[Point labeling dataset excerpts]
--- BEGIN ---
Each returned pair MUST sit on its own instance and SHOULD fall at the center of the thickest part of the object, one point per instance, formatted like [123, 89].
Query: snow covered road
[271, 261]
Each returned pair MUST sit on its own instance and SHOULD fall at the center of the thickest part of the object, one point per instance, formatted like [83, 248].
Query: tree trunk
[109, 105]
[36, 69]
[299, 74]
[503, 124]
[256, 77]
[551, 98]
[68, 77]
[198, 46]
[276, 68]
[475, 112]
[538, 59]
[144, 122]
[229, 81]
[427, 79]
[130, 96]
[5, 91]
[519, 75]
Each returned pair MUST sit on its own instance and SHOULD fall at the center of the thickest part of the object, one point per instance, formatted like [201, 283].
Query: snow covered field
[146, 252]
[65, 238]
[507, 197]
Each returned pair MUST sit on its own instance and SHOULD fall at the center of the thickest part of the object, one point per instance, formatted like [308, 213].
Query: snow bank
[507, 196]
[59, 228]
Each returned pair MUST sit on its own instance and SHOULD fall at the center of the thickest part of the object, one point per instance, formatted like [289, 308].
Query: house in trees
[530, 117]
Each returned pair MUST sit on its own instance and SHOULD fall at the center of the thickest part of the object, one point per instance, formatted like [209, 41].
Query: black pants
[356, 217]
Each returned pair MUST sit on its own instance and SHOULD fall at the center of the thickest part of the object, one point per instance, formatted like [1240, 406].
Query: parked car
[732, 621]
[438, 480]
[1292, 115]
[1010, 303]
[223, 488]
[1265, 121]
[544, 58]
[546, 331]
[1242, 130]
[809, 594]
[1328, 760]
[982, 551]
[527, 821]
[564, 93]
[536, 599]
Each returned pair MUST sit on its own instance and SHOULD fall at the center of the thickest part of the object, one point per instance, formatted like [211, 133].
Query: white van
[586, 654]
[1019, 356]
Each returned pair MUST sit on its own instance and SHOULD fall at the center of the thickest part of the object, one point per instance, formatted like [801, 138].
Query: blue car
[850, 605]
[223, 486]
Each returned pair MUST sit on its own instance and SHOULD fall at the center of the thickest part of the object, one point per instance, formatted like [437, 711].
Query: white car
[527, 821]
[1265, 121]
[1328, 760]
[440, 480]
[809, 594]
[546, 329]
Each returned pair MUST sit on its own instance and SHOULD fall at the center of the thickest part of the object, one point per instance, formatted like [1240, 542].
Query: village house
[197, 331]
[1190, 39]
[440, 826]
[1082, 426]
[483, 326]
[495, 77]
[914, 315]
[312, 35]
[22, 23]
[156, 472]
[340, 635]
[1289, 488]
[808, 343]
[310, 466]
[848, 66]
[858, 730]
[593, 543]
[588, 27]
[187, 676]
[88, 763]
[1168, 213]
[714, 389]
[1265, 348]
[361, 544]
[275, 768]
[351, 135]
--- END ---
Copy every row above, keeping each line identical to the original.

• _WRITTEN SOLUTION_
Each returned pair MUST sit on its own instance and SHOULD fall at the center of the thickest part of the object, one point per instance, formatted like [123, 89].
Query: snow covered road
[271, 261]
Each returned pair MUST sit on its own instance and SHOULD fall at the center of the thickest part of the object, one point per instance, formatted like [83, 248].
Query: tree trunk
[109, 105]
[36, 69]
[299, 74]
[503, 124]
[256, 77]
[551, 98]
[68, 77]
[198, 46]
[276, 68]
[475, 112]
[538, 59]
[144, 122]
[229, 81]
[427, 79]
[130, 96]
[5, 91]
[519, 75]
Each returned pair MUST sit on its own instance and SHOULD fall at the center of the thickest part of the object, one point per instance, formatted like [201, 283].
Query: snow covered field
[146, 252]
[65, 238]
[507, 197]
Each returned pair MUST sit on its own instance and SHOULD fall at the center of the thickest part of the object, one point per instance, formatted like [308, 213].
Query: snow bank
[507, 196]
[59, 228]
Each returned pair MUST sit on its own instance and SHOULD fall at the center of the thickest part of the object, one point per instance, formatted like [289, 308].
Query: house in trees
[530, 117]
Each returned pair MUST sit on its own instance and SHOULD fall at the center of the thickest part of the object, one point per instance, formatted like [209, 41].
Query: black pants
[356, 217]
Each returned pair MUST sit on its own instance and SHOULD fall at the center of the thickest part of the object, one point per instance, formatted like [1240, 406].
Query: parked car
[732, 621]
[438, 480]
[1292, 115]
[1010, 303]
[223, 488]
[1265, 121]
[544, 58]
[546, 331]
[1242, 130]
[809, 594]
[1328, 760]
[982, 551]
[527, 821]
[564, 93]
[536, 599]
Each returned pair MUST sit on its own instance and SHOULD fall at the center of the thickest part of the object, one point per instance, formatted like [211, 133].
Query: white van
[586, 654]
[1019, 356]
Each returned pair MUST sit on its own instance and SHOULD fall at the center of the thickest part of the object, one point per instance, formatted like [801, 138].
Query: blue car
[850, 605]
[223, 486]
Each returned pair MUST sit on its own instance and SHOULD fall at the center of the thickest part of the object, one point per instance, formatted like [437, 711].
Query: white car
[527, 821]
[1265, 121]
[1328, 760]
[440, 480]
[809, 594]
[546, 329]
Each returned pair MUST sit on its own instance and SHOULD fall at the center of the thickest part of the object, one point per instance, formatted like [1240, 542].
Query: village house
[197, 331]
[1190, 39]
[440, 826]
[1082, 426]
[483, 326]
[495, 77]
[914, 315]
[312, 35]
[22, 23]
[156, 472]
[340, 635]
[1289, 488]
[808, 343]
[310, 466]
[848, 66]
[858, 730]
[593, 543]
[588, 27]
[187, 676]
[88, 763]
[1168, 213]
[714, 389]
[1265, 348]
[361, 544]
[275, 768]
[351, 135]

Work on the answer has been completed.